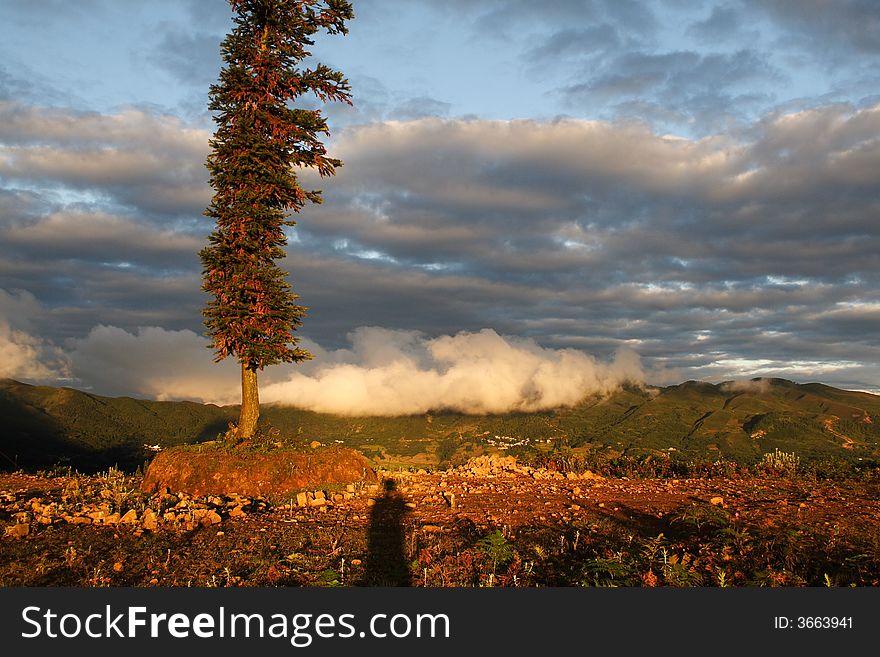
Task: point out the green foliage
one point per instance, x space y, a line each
497 548
261 138
46 425
780 463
☆ ☆ ☆ ☆ ☆
Revise the listing above by replacing "green foliage" with "leafy plants" wherever it appears, changing nothing else, and leave the pictures out.

__Solution for this task__.
Task: point out the leafy plants
one point per instance, x space y, a line each
497 548
261 138
46 425
780 463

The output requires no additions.